Exercise: Produce all the records again exactly as they stand.

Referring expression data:
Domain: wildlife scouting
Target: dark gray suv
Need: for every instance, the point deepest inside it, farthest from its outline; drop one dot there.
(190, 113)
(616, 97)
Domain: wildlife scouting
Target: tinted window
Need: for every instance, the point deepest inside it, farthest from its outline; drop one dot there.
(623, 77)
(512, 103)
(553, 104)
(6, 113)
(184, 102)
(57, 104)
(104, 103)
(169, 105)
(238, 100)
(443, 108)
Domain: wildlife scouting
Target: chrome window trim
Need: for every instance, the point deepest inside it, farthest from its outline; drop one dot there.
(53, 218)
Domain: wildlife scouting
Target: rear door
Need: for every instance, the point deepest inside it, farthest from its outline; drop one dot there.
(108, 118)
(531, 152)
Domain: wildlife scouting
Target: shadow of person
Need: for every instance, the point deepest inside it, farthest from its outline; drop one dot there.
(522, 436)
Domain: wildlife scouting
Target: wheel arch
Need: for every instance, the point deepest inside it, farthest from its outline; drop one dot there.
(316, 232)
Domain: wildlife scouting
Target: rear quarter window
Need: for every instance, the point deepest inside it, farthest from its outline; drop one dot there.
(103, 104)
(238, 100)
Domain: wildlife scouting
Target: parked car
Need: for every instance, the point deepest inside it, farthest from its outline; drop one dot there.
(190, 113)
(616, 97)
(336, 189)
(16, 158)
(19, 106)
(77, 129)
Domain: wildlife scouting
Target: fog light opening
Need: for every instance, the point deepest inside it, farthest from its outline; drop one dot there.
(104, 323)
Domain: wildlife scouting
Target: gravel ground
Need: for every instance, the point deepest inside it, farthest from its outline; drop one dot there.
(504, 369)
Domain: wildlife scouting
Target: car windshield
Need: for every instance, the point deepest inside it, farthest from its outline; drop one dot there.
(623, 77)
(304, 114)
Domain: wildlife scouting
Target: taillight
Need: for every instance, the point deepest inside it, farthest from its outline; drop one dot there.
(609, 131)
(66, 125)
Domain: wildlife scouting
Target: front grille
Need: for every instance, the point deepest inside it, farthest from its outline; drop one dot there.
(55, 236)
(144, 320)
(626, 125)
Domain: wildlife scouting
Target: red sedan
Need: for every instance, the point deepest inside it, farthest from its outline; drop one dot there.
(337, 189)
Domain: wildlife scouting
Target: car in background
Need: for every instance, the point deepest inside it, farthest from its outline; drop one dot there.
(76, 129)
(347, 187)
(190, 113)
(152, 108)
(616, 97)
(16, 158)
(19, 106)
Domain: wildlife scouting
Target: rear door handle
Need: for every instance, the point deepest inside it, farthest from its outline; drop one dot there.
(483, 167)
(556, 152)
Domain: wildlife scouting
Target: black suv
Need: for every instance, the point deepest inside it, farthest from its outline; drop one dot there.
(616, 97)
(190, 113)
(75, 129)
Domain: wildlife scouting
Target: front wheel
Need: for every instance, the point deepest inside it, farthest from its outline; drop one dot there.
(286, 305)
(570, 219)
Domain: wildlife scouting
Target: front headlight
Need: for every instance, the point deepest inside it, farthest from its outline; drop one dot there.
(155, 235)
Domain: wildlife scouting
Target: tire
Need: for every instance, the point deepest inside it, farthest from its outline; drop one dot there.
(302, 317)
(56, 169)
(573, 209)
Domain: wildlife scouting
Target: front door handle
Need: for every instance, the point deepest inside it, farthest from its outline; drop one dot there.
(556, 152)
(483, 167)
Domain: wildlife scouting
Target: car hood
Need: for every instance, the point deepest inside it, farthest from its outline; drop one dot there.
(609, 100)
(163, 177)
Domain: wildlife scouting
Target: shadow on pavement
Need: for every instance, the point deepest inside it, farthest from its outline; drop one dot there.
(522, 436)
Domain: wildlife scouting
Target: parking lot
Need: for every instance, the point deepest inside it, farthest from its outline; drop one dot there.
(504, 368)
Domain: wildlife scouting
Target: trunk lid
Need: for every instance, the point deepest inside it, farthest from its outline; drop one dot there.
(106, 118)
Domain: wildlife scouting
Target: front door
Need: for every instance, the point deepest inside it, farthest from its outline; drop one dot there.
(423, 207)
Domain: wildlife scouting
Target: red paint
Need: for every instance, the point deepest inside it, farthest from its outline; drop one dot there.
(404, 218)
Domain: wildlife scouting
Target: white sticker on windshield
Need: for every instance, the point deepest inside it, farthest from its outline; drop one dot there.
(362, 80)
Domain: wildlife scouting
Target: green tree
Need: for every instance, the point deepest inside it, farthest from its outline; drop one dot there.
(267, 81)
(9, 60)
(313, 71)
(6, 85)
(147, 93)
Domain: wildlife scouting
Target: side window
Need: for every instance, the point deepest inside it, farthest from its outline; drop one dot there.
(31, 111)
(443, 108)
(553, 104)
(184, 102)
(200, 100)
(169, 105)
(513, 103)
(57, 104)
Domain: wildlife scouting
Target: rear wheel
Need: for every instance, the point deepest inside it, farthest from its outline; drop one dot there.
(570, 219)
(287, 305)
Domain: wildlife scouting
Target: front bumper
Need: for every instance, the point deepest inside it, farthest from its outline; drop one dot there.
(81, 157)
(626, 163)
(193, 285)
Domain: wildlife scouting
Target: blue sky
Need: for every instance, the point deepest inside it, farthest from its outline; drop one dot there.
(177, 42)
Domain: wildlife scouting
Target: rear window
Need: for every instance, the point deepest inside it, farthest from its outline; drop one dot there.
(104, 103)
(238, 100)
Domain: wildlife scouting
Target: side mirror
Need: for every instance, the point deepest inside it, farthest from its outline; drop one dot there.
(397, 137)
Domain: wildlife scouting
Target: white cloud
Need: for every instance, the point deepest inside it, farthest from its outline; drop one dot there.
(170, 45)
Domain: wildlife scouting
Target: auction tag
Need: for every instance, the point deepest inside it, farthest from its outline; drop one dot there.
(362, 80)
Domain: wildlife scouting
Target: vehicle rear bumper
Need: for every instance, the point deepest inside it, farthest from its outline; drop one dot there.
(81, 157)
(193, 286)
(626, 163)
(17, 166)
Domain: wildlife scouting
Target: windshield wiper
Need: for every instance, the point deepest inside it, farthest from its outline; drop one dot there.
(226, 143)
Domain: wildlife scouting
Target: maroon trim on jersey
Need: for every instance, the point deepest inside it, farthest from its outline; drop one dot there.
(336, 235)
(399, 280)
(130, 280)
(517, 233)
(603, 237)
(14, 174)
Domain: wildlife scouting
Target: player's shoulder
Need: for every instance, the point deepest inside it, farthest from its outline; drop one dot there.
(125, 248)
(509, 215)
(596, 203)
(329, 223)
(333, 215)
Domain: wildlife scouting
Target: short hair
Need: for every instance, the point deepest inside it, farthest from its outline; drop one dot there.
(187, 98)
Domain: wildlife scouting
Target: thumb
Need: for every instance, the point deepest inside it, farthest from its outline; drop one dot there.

Answer to the problem:
Domain: wildlife scouting
Target: dark gray suv
Need: for every instance, the point deepest inside it, farthest from its outline; drop one dot there.
(190, 113)
(616, 97)
Domain: wildlife scouting
Target: tinted window
Need: for every instance, the point deepest inside it, farthest from its outline; drop one dot there.
(623, 77)
(512, 103)
(553, 104)
(6, 113)
(184, 102)
(57, 104)
(104, 103)
(169, 105)
(238, 100)
(443, 108)
Domain: wildlife scouting
Target: chrome window trim
Need: for every instance, the point deepest inside it, farthest from its outline; drop one dot there.
(53, 218)
Domain: wildlife scouting
Target: rear door
Need: for every instance, the point deepest inside it, farthest from its outline; drop one dot there.
(108, 118)
(531, 152)
Domain: wildlife scouting
Target: shadow of person
Need: for every instance, the point deepest inside it, farthest from its outline; drop one dot there.
(522, 436)
Domain: wildlife scouting
Target: wheel arch
Need: for every instance, the point deepest inside it, farthest from its outline; drop one dot there.
(316, 232)
Domain: wildlife scouting
Target: rear quarter window
Need: for every instance, the point deepest inside it, farthest from its outline; drop one dot there.
(103, 104)
(238, 100)
Domain: wildlife scouting
Target: parked car
Need: for every instance, the point deepest inside it, farthest from its outline; drop one dot there.
(190, 113)
(616, 97)
(336, 189)
(16, 158)
(19, 106)
(77, 129)
Domain: wildlife scouting
Target: fog light opening
Need: for every instance, the point deepest inside it, farthest from its outline; drop one dot there.
(104, 323)
Domain: wildlife scouting
Target: gravel ground
Need: for every instance, the point deepest inside it, farthest from its outline; drop one dot there.
(504, 369)
Domain: wildlife scouting
Target: car windshield
Need: for every instance, the point deepest inside it, farthest from its outline; drop one dot there.
(623, 77)
(304, 114)
Domain: wildlife scouting
Target: taillight
Need: for every instance, the point deepest inside it, farthest from its outline; drop one dot there.
(609, 131)
(66, 125)
Domain: wildlife scouting
Target: front grille
Need: for every instance, the point deepest inside it, farthest from its outline; drop one dot there.
(55, 236)
(144, 320)
(626, 125)
Domain: wildlife scouting
Target: red sedan
Need: for every instance, the point deepest inside it, farthest from its outline; drop one dot there.
(337, 189)
Domain: wildlife scouting
Target: car in background
Need: for every instance, the point deepest inside it, farthest from its outline; drop one dot there.
(76, 129)
(347, 187)
(190, 113)
(152, 108)
(616, 97)
(16, 158)
(19, 106)
Domain: wildlife scouting
Target: rear door handle
Need: for every instance, the point deepest inside it, farthest from its outline; drop one dot there.
(483, 167)
(556, 152)
Domain: wildlife scouting
Target: black suv
Need: for every instance, the point deepest inside it, farthest from its outline; drop one dot there.
(616, 97)
(190, 113)
(75, 129)
Domain: wildlife scouting
Target: front wheel
Need: for every instance, the point deepest inside it, farthest from its outline; drop one dot there.
(286, 305)
(570, 219)
Domain: wildlife scouting
Target: front headlight
Need: for every instance, the point deepest inside it, farthest from its outline; drop one dot there.
(155, 235)
Domain: wildlife scouting
Target: tire
Need: for every instance, the point deepest inside it, farthest from its outline; drop one dot there.
(302, 317)
(56, 169)
(573, 209)
Domain: wildlife scouting
Target: front door handle
Need: for every instance, the point deepest inside it, farthest from its outline; drop one dot there.
(556, 152)
(483, 167)
Domain: wildlife scouting
Target: car hood
Need: for every instance, the point deepest inside it, farthest from its outline; drop one dot there.
(609, 100)
(163, 177)
Domain: wildlife scouting
Target: shadow on pavement
Need: for every instance, the point deepest inside it, farthest from its outline; drop one dot there.
(522, 436)
Domain: wildlife scouting
Target: parking lot
Need: for every instance, the point deepest inside it, farthest from its outline; drop one dot there.
(504, 368)
Domain: wildlife scouting
Target: trunk lid
Need: for every instance, the point deepest inside it, farthest from its outline; drop one dot there.
(106, 118)
Domain: wildlife scouting
Target: front door
Need: for every instance, the point deepest inside it, farthest from its outline; drop one dot there.
(423, 207)
Domain: wildlife scouting
Target: red paint
Need: for every instance, the point deepest inside it, farthest from its outline; drop one dot there.
(404, 218)
Domain: wildlife scouting
Target: white sticker on windshield
Need: for every instance, the point deepest inside it, farthest from its outline; drop one dot there.
(362, 80)
Domain: wildlife scouting
Target: green tree
Need: for every instance, the point deepest inside it, farthest from its outline; drop one dot there.
(267, 81)
(9, 60)
(313, 71)
(6, 85)
(147, 93)
Domain: wildlife scouting
Target: side window
Need: for every instance, the point deepest inside it, farthest from its outline; drop one dot there.
(31, 111)
(443, 108)
(553, 104)
(184, 102)
(200, 100)
(169, 105)
(513, 103)
(57, 104)
Domain: wildlife scouting
Target: rear wheel
Need: for every instance, the point deepest inside it, farthest from its outline; drop one dot there.
(570, 219)
(287, 305)
Domain: wildlife scouting
Target: front bumper
Need: for every instance, the point deepest inside it, farthest from its outline; drop one dot there.
(81, 157)
(626, 163)
(193, 285)
Domain: wildlife scouting
Target: blue sky
Need: for every instance, the point deepest inside it, farthest from its outline; drop one dot there.
(177, 42)
Domain: wildlife scouting
Target: rear window
Need: for every instance, the point deepest inside it, farthest from its outline; drop one dot there.
(104, 103)
(238, 100)
Domain: wildlife scouting
Target: side mirror
Need: for every instance, the point deepest inside it, farthest from its outline; drop one dot there.
(397, 137)
Domain: wildlife scouting
Target: white cloud
Need: for every instance, the point deepest inside it, farthest from its outline; drop one dot there.
(170, 45)
Domain: wildlife scouting
Target: auction tag
Need: for every instance, the point deepest inside it, farthest from its outline; drop one dot there.
(362, 80)
Domain: wildlife scouting
Target: vehicle rear bumper
Need: for every instance, the point deepest inside it, farthest from its outline; drop one dot there.
(81, 157)
(193, 286)
(626, 163)
(17, 166)
Domain: wildlife scouting
Target: windshield wiper
Need: for every instance, the point deepest inside it, farthest from its outline; drop one dot there.
(226, 143)
Domain: wildlife scouting
Target: maroon trim on jersey
Need: for every instance, the point deepest inside it, farthest from its outline; drop one dot there.
(336, 235)
(399, 280)
(130, 280)
(517, 233)
(603, 237)
(14, 174)
Domain: wildlife scouting
Target: player's shoulder
Need: for every instance, the point deepest inside it, farthest from its outline; drop one dot there.
(125, 248)
(509, 215)
(596, 203)
(329, 223)
(333, 215)
Domain: wildlife scouting
Target: short hair
Need: for every instance, the point deepest inside it, farthest from its outline; drop one dot there.
(187, 98)
Domain: wildlife scouting
Target: thumb
Need: for every instance, the point deepest inside it, farthest from its outline; drop one dot there.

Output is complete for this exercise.